#### EXERCISES
(A) Duplicate the stretch of the Java 7zip compression question from "I have a Java" through "would do it?".
(B) Answer these from the Java 7zip compression question:
(i) How large is the archive that 7-Zip File Manager produces for the files?
(ii) What value is assigned to sleepTime in the main method?
(iii) What string is assigned to sourceFolder?

#### PROVIDED TEXT

━━━━━━

Java 7zip compression is too big - java

I have a Java program which searches for a folder with the date of yesterday and compresses it to a 7zip file and deletes it at the end. Now I have noticed that the generated 7zip archive files by my program are way too big. When I use a program like 7-Zip File Manager to compress my files it generates an archive which is 5 kb big while my program generates an archive which is 737 kb big for the same files (which have a 873 kb size). Now I am afraid that my program does not compress it to a 7zip file but do a usual zip file. Is there a way to change something in my code so that it generates a smaller 7zip file like 7-Zip File Manager would do it?
package SevenZip;
import java.io.File;
import java.io.FileInputStream;
import java.io.IOException;
import java.text.SimpleDateFormat;
import java.util.Calendar;
import java.util.concurrent.TimeUnit;
import org.apache.commons.compress.archivers.sevenz.SevenZArchiveEntry;
import org.apache.commons.compress.archivers.sevenz.SevenZOutputFile;
public class SevenZipUtils {
public static void main(String[] args) throws InterruptedException, IOException {
String sourceFolder = "C:/Users/Ferid/Documents/Dates/";
String outputZipFile = "/Users/Ferid/Documents/Dates";
int sleepTime = 0;
compress(sleepTime, outputZipFile, sourceFolder);
}
public static boolean deleteDirectory(File directory, int sleepTime) throws InterruptedException {
if (directory.exists()) {
File[] files = directory.listFiles();
if (null != files) {
for (int i = 0; i < files.length; i++) {
if (files[i].isDirectory()) {
deleteDirectory(files[i], sleepTime);
System.out.println("Folder deleted: " + files[i]);
} else {
files[i].delete();
System.out.println("File deleted: " + files[i]);
}
}
}
}
TimeUnit.SECONDS.sleep(sleepTime);
return (directory.delete());
}
public static void compress(int sleepTime, String outputZipFile, String sourceFolder)

━━━━━━

#### DATA SECTION

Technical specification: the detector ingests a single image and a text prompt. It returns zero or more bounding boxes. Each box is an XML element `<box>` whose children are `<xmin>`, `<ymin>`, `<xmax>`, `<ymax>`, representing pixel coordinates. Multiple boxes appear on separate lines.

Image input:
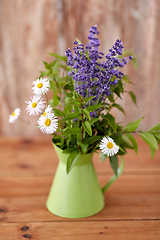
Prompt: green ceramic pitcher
<box><xmin>46</xmin><ymin>145</ymin><xmax>124</xmax><ymax>218</ymax></box>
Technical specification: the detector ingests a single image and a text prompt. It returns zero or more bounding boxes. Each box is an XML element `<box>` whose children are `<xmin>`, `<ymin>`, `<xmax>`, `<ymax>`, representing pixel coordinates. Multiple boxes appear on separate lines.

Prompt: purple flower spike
<box><xmin>66</xmin><ymin>25</ymin><xmax>133</xmax><ymax>117</ymax></box>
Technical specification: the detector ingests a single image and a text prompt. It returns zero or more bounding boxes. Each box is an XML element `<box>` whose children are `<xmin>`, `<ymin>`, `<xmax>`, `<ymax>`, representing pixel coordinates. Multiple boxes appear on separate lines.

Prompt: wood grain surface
<box><xmin>0</xmin><ymin>136</ymin><xmax>160</xmax><ymax>240</ymax></box>
<box><xmin>0</xmin><ymin>0</ymin><xmax>160</xmax><ymax>136</ymax></box>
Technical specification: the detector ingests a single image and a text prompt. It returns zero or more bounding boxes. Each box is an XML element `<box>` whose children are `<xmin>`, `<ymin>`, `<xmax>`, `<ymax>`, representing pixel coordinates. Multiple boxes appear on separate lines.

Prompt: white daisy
<box><xmin>99</xmin><ymin>137</ymin><xmax>119</xmax><ymax>157</ymax></box>
<box><xmin>26</xmin><ymin>95</ymin><xmax>45</xmax><ymax>115</ymax></box>
<box><xmin>32</xmin><ymin>78</ymin><xmax>50</xmax><ymax>95</ymax></box>
<box><xmin>9</xmin><ymin>108</ymin><xmax>21</xmax><ymax>123</ymax></box>
<box><xmin>43</xmin><ymin>105</ymin><xmax>54</xmax><ymax>116</ymax></box>
<box><xmin>38</xmin><ymin>113</ymin><xmax>58</xmax><ymax>134</ymax></box>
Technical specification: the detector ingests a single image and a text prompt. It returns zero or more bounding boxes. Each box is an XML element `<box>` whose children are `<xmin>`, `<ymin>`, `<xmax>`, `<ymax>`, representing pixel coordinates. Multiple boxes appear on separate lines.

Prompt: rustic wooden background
<box><xmin>0</xmin><ymin>0</ymin><xmax>160</xmax><ymax>136</ymax></box>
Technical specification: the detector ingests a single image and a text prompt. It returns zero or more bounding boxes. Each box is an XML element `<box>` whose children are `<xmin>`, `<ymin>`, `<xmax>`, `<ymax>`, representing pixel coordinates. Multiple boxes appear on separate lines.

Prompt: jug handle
<box><xmin>102</xmin><ymin>156</ymin><xmax>124</xmax><ymax>193</ymax></box>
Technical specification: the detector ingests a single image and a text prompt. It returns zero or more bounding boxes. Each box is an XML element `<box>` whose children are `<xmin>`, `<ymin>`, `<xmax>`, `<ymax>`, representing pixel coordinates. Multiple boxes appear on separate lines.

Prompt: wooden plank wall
<box><xmin>0</xmin><ymin>0</ymin><xmax>160</xmax><ymax>136</ymax></box>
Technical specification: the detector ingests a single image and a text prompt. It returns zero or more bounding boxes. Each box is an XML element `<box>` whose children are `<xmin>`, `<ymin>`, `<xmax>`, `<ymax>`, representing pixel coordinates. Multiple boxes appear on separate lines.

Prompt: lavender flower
<box><xmin>66</xmin><ymin>25</ymin><xmax>132</xmax><ymax>115</ymax></box>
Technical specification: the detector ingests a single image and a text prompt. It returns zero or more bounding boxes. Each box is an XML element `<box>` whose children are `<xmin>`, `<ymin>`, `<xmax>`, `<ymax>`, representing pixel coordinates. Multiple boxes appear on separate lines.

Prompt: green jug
<box><xmin>46</xmin><ymin>145</ymin><xmax>123</xmax><ymax>218</ymax></box>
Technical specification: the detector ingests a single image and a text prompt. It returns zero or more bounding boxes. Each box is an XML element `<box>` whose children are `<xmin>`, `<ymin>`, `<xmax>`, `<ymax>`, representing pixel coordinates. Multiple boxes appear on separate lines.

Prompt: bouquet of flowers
<box><xmin>9</xmin><ymin>25</ymin><xmax>160</xmax><ymax>175</ymax></box>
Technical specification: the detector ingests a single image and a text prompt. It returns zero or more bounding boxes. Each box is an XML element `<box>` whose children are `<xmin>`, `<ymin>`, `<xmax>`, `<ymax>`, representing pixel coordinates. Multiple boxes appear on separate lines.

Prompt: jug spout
<box><xmin>102</xmin><ymin>157</ymin><xmax>124</xmax><ymax>193</ymax></box>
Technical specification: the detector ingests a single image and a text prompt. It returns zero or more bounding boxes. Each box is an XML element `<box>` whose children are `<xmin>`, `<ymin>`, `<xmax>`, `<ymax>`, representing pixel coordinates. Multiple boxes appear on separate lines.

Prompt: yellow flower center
<box><xmin>32</xmin><ymin>102</ymin><xmax>37</xmax><ymax>108</ymax></box>
<box><xmin>45</xmin><ymin>118</ymin><xmax>51</xmax><ymax>127</ymax></box>
<box><xmin>37</xmin><ymin>83</ymin><xmax>43</xmax><ymax>88</ymax></box>
<box><xmin>107</xmin><ymin>142</ymin><xmax>113</xmax><ymax>149</ymax></box>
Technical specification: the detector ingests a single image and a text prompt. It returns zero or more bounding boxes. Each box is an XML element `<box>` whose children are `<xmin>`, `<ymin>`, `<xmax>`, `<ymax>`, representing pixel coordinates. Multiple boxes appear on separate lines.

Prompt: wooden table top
<box><xmin>0</xmin><ymin>136</ymin><xmax>160</xmax><ymax>240</ymax></box>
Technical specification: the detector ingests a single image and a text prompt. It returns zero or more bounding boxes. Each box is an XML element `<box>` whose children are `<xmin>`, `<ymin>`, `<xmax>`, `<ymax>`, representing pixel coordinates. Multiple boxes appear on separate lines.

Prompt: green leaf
<box><xmin>86</xmin><ymin>104</ymin><xmax>103</xmax><ymax>112</ymax></box>
<box><xmin>150</xmin><ymin>147</ymin><xmax>155</xmax><ymax>159</ymax></box>
<box><xmin>139</xmin><ymin>132</ymin><xmax>158</xmax><ymax>150</ymax></box>
<box><xmin>82</xmin><ymin>109</ymin><xmax>91</xmax><ymax>121</ymax></box>
<box><xmin>124</xmin><ymin>116</ymin><xmax>144</xmax><ymax>132</ymax></box>
<box><xmin>121</xmin><ymin>135</ymin><xmax>134</xmax><ymax>149</ymax></box>
<box><xmin>82</xmin><ymin>121</ymin><xmax>92</xmax><ymax>136</ymax></box>
<box><xmin>83</xmin><ymin>136</ymin><xmax>102</xmax><ymax>145</ymax></box>
<box><xmin>109</xmin><ymin>155</ymin><xmax>118</xmax><ymax>176</ymax></box>
<box><xmin>48</xmin><ymin>53</ymin><xmax>67</xmax><ymax>62</ymax></box>
<box><xmin>153</xmin><ymin>132</ymin><xmax>160</xmax><ymax>144</ymax></box>
<box><xmin>62</xmin><ymin>147</ymin><xmax>77</xmax><ymax>154</ymax></box>
<box><xmin>63</xmin><ymin>127</ymin><xmax>81</xmax><ymax>135</ymax></box>
<box><xmin>148</xmin><ymin>123</ymin><xmax>160</xmax><ymax>133</ymax></box>
<box><xmin>66</xmin><ymin>151</ymin><xmax>80</xmax><ymax>174</ymax></box>
<box><xmin>129</xmin><ymin>91</ymin><xmax>137</xmax><ymax>105</ymax></box>
<box><xmin>61</xmin><ymin>112</ymin><xmax>80</xmax><ymax>121</ymax></box>
<box><xmin>126</xmin><ymin>133</ymin><xmax>138</xmax><ymax>154</ymax></box>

━━━━━━

#### ANSWERS FOR THE TASKS
(A)
I have a Java program which searches for a folder with the date of yesterday and compresses it to a 7zip file and deletes it at the end. Now I have noticed that the generated 7zip archive files by my program are way too big. When I use a program like 7-Zip File Manager to compress my files it generates an archive which is 5 kb big while my program generates an archive which is 737 kb big for the same files (which have a 873 kb size). Now I am afraid that my program does not compress it to a 7zip file but do a usual zip file. Is there a way to change something in my code so that it generates a smaller 7zip file like 7-Zip File Manager would do it?

(B)
(i) 5 kb
(ii) 0
(iii) "C:/Users/Ferid/Documents/Dates/"